▶ [Consigna 1] Traduce al inglés esta oración del texto sobre Israel y la religión: "En política los contrafácticos son tan o más peligrosos que la política misma."
▶ [Consigna 2] Por favor, prolonga el texto sobre Israel y la religión a partir de su última oración.

▶ [Texto de origen]
########################################

Por otro lado, muchos Estados hoy en día cuentan con una relación constitucional privilegiada entre el Estado y una religión, y algunos por supuesto llegan al extremo de identificar el derecho positivo vigente con la ley religiosa. Sin embargo, la gran mayoría de estos Estados no ha procedido de modo democrático (y no suele atraer las mismas críticas que Israel).

De ahí que no sea suficiente, ni tampoco sea un mérito ni mucho menos, que un Estado tenga una relación privilegiada con una religión. Es necesario que el Estado en cuestión sea además republicano, que sus habitantes tengan derechos en sentido estricto, incluyendo la libertad de cultos, derechos para las minorías, etc.


4. La autonomía de lo político
Hay un refrán yiddish que dice “Rabino o cuidador de baños, todo el mundo tiene enemigos [Rov oder beder, alleh hoben soinem]”. Israel por supuesto no es precisamente una excepción. Los enemigos de Israel o de los judíos en general han hecho un esfuerzo ingente para mantenerlos unidos y por lo tanto en existencia. Solía haber incluso un proverbio que decía que la mejor manera de terminar con los judíos era dejarlos en paz, ya que de ese modo se matarían entre ellos. La asociación negativa o metus hostilis es un verdadero tópico de la teoría política.

Este argumento, que ata la existencia de Israel a la de sus enemigos, tal vez pueda ser circular, ya que alguien podría sostener que Israel dejaría de tener enemigos si dejara de ser judío. Ahora bien, hay otro refrán yiddish: Az di bobe volt gehat beytsim volt zi geven mayn zeyde, “si la abuela hubiera tenido testículos habría sido mi abuelo”. Si bien hoy en día gracias a los adelantos tecnológicos este contrafáctico en particular ha perdido una parte considerable de su fuerza, el punto sigue siendo el mismo. En política los contrafácticos son tan o más peligrosos que la política misma.

Por otro lado, es falso sostener que una religión o incluso una nación no puede existir sin tener un Estado propio, aunque Hitler estuvo bastante cerca de mostrar que es cierto. Sin embargo, la inestabilidad de la distinción entre el judaísmo cultural y el religioso (o para decirlo al revés, la conexión entre la cultura y la religión judías) se ve reforzada por la enemistad contra los judíos.

La enemistad pues existe y toda comunidad que tenga aspiraciones políticas debe tomarla muy en serio, como muy bien solía decir Carl Schmitt. Como sostiene Ernst-Wolfgang Böckenförde, el discípulo de Schmitt que llegó a ser miembro del Tribunal Constitucional Federal Alemán: “El Estado como una entidad política es una entidad de paz dentro de la cual no hay enemistad alguna, a menos que se desintegre en una guerra civil. Puede ser esta clase de entidad porque y en la medida en que tiene el monopolio de diferenciar entre amigo y enemigo. Todo lo que experimentamos hoy en el conflicto con el terrorismo es parte de eso. ¿Dónde estaría el Estado de Israel si no hubiera entendido que la distinción entre amigo y enemigo es parte de la política y no actuara de modo acorde?”.

########################################

▶ [Material proporcionado]
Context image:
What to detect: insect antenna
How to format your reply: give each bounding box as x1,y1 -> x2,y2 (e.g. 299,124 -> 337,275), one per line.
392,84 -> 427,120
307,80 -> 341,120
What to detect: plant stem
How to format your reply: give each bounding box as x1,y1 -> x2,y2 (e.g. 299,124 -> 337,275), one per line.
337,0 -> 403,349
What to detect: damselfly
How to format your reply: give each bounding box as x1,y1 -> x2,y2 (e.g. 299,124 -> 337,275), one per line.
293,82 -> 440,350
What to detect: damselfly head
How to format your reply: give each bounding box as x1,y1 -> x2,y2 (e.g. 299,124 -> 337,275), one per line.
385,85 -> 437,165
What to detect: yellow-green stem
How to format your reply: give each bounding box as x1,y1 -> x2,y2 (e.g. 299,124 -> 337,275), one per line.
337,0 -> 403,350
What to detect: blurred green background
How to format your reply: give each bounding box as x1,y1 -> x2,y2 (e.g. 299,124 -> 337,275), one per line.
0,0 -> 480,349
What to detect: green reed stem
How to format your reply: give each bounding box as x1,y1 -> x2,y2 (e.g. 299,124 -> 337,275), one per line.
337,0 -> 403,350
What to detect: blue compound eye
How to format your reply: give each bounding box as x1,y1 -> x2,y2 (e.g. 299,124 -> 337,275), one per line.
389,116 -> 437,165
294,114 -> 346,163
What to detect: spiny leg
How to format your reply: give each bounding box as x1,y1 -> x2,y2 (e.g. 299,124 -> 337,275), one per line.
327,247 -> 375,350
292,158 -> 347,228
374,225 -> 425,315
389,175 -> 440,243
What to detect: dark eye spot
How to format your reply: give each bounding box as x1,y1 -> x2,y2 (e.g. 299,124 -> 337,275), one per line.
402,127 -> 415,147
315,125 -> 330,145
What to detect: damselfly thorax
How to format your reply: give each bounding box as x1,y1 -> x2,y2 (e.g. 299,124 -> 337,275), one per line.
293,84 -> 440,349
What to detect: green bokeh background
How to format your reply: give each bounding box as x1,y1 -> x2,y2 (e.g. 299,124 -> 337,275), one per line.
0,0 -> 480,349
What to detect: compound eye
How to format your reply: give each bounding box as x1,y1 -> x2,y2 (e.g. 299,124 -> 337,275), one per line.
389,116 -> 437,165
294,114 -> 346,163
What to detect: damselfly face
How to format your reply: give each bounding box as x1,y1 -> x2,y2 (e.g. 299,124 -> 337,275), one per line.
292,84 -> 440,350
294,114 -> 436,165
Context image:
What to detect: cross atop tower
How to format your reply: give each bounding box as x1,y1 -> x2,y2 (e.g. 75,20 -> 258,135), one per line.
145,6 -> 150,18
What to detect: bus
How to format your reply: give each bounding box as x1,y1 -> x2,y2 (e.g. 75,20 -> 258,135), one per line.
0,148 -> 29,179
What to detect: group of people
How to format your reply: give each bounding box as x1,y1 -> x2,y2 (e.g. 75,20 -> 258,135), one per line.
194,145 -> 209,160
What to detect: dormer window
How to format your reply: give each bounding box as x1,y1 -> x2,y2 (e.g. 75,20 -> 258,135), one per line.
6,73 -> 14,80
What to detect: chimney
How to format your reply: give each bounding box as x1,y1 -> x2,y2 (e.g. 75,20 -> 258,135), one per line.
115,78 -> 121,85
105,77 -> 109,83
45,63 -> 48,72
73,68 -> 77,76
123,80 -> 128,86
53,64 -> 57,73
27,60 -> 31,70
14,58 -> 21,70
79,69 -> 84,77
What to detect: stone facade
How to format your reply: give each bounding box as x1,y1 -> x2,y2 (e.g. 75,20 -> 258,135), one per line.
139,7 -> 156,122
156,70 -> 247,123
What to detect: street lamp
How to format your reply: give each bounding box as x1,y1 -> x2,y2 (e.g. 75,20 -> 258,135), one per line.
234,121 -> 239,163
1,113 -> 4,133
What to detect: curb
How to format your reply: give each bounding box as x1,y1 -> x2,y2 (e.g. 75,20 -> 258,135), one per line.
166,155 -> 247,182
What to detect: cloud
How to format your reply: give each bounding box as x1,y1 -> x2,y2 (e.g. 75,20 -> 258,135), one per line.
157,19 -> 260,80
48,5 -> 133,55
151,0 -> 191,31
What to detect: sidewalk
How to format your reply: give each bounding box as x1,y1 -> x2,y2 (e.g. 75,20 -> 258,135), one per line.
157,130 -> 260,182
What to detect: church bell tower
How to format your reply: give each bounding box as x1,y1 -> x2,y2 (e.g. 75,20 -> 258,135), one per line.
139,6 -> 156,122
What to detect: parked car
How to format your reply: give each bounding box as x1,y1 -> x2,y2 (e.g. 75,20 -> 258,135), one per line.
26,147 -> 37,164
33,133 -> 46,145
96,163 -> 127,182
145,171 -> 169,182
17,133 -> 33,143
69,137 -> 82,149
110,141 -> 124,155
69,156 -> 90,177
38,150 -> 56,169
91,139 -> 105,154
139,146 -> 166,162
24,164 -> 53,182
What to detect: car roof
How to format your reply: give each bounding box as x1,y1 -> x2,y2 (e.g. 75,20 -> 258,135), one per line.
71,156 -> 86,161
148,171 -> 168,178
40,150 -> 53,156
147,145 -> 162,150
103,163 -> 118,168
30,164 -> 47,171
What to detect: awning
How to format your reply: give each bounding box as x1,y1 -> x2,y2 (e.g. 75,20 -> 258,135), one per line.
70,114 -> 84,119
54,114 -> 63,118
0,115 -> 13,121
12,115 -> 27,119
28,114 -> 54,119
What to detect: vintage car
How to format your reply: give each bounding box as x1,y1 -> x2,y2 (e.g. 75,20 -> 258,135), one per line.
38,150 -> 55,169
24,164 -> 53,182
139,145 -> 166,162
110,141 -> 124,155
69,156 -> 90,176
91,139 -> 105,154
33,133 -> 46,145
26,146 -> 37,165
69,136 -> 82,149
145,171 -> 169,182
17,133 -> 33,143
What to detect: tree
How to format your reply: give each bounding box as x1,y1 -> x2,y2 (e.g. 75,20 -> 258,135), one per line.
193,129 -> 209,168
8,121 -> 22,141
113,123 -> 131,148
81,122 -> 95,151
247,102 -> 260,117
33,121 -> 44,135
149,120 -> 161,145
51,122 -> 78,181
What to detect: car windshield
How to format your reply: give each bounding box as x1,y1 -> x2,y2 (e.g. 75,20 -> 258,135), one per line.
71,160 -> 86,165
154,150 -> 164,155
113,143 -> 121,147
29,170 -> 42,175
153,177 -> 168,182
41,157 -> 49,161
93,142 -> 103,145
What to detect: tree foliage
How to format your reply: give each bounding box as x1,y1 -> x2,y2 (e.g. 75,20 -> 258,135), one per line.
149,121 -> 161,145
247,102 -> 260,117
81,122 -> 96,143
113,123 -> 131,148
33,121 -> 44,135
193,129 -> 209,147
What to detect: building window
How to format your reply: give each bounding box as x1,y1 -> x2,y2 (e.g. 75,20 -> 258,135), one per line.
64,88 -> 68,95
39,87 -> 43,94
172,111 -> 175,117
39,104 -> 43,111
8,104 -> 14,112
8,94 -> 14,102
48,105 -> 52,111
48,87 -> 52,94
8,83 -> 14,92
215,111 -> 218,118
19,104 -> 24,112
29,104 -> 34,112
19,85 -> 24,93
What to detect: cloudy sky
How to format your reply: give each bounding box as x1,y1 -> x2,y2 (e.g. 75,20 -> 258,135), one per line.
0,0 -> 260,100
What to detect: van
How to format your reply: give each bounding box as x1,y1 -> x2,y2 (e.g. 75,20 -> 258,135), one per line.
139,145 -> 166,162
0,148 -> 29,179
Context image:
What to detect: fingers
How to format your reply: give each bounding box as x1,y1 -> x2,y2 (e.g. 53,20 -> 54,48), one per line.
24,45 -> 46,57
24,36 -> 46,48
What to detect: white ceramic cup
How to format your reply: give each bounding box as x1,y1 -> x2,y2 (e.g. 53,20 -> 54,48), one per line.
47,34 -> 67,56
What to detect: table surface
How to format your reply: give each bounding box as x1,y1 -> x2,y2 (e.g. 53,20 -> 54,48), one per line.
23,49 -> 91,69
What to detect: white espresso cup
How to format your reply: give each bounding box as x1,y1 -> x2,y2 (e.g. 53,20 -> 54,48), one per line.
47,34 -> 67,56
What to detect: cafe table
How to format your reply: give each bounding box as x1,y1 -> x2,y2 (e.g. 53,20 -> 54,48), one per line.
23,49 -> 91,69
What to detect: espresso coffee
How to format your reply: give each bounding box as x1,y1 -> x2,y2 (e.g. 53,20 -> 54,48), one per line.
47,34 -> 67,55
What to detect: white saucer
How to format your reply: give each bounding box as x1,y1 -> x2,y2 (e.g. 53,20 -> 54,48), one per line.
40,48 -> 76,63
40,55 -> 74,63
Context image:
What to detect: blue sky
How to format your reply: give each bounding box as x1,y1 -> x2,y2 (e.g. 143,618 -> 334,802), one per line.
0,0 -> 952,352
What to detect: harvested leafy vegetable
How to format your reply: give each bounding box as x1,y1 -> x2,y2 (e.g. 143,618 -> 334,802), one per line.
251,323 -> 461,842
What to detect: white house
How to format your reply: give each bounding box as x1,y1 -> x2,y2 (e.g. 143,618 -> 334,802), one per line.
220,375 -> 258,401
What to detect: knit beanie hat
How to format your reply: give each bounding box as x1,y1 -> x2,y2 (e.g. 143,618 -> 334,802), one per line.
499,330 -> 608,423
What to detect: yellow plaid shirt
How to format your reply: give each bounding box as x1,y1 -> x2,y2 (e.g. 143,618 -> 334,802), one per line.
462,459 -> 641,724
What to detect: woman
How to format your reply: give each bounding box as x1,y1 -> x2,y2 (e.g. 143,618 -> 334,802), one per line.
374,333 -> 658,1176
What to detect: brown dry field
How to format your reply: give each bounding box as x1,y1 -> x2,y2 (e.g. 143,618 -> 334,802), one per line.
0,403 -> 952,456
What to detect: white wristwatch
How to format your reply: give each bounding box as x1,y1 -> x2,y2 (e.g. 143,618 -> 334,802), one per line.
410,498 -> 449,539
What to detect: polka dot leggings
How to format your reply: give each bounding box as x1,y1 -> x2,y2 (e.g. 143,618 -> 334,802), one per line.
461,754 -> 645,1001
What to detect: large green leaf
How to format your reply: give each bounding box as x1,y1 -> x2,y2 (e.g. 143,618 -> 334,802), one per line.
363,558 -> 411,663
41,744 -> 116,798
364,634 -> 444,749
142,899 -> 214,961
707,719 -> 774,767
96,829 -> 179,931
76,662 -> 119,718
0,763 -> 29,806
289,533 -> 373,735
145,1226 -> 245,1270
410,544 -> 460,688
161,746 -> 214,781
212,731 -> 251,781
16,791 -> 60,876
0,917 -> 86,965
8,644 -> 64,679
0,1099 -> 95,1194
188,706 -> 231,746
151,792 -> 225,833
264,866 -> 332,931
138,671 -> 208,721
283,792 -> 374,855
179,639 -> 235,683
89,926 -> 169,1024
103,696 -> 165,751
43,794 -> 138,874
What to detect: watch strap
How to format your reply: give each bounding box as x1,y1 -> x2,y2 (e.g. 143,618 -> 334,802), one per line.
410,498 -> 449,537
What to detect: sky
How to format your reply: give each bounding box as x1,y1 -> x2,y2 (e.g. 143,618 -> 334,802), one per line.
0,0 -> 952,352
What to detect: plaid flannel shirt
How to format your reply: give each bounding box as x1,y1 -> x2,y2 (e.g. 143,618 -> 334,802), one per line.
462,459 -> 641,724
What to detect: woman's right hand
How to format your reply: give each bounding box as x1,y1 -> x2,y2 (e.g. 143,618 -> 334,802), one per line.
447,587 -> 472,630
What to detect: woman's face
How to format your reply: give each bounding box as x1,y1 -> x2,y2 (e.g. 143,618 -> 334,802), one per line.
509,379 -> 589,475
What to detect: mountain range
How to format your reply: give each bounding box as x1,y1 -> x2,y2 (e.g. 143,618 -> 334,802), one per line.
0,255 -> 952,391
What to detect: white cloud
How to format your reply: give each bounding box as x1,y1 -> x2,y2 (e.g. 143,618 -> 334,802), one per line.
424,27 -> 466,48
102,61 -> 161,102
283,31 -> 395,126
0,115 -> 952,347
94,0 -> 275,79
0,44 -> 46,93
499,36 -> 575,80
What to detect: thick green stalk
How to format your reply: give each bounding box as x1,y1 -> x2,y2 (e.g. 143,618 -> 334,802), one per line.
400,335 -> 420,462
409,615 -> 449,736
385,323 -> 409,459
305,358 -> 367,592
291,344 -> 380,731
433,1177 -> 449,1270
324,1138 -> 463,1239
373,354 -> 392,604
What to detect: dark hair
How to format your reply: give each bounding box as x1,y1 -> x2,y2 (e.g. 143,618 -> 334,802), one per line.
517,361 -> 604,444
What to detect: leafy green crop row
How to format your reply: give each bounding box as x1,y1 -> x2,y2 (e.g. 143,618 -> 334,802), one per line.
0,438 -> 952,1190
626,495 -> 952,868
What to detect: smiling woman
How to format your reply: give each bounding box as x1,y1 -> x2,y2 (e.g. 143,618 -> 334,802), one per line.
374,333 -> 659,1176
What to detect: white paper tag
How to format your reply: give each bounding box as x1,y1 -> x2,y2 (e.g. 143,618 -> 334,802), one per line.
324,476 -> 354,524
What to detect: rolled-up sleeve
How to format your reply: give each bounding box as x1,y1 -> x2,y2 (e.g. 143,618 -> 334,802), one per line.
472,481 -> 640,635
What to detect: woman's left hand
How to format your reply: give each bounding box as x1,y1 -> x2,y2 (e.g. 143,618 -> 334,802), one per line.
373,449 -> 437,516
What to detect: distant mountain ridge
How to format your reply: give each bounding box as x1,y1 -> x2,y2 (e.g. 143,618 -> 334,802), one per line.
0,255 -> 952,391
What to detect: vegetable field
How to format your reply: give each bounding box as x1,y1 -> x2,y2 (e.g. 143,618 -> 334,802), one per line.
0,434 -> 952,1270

########################################

▶ [Respuesta 1] In politics, counterfactuals are as dangerous as politics itself, or even more so.

▶ [Respuesta 2]
Huelga decir que defender la existencia del Estado de Israel no equivale a suponer que todo lo que hace el Estado de Israel está bien. Debemos tener muchísimo cuidado con el shibboleth: una cosa es usarlo para distinguir entre culturas, otra bastante diferente es matar a todos los que no pueden pronunciar la “sh”.


5. Teología política
Se suele creer que la teología política conduce necesariamente a la teocracia, jamás a la secularización, y/o que no tiene nada que ver con valores políticos tales como el republicanismo, la distribución del ingreso y la tolerancia religiosa.

Sin embargo, por ejemplo, el republicanismo moderno se debe en realidad a lo que Eric Nelson llama "exclusivismo republicano", el cual proviene a su vez de la idea de la “república hebrea” (el género de la Respublica Hebraeorum). En efecto, el resurgimiento de la lengua hebrea en los siglos XVI y XVII gracias a autores cristianos—cuya inmensa mayoría jamás había siquiera visto un judío y que eran cualquier cosa salvo filo-semitas—hizo que la Biblia hebrea empezara a ser considerada como una constitución política, designada por Dios para los hijos de Israel.

En particular, fue decisiva la recepción protestante de una tradición bastante radical de la exégesis bíblica rabínica (Midrashim), la cual entendía la demanda del pueblo de Israel de tener un rey como los otros pueblos en el primer libro de Samuel, lisa y llanamente como la comisión del pecado de idolatría. De este modo, la monarquía es entendida en todas partes y siempre como el acto de postrarse ante la carne y hueso de un mortal en lugar de Dios. De este modo, colapsa la distinción entre monarquía y tiranía (como Carlos I de Inglaterra experimentara en carne propia), y por lo tanto todas las constituciones legítimas son republicanas.

Por otro lado, los hebraístas temprano-modernos que leían a Flavio Josefo como prisma para ver a su vez todas las otras fuentes hebreas, también se preguntaban por qué Dios había dispuesto que un soberano civil (Moisés, luego Josué, los jueces, reyes, el Sanedrín) tuviera a su cargo legislar sobre asuntos religiosos. Dado que algunas cuestiones religiosas pueden repercutir dramáticamente en la política, la decisión acerca de cuáles eran vitales para y cuáles compatibles con la república debía estar en manos de los gobernantes civiles. Dado que estos hebraístas estudiaban la Biblia desde el punto de vista de la modernidad temprana, el número de cuestiones religiosas que parecían ser dignas de caer bajo la órbita de la legislación civil decrecía con el tiempo, a tal punto que llegó a tratarse de un conjunto casi vacío. La asimilación entre religión y política produjo de hecho entonces una separación casi total entre ambas.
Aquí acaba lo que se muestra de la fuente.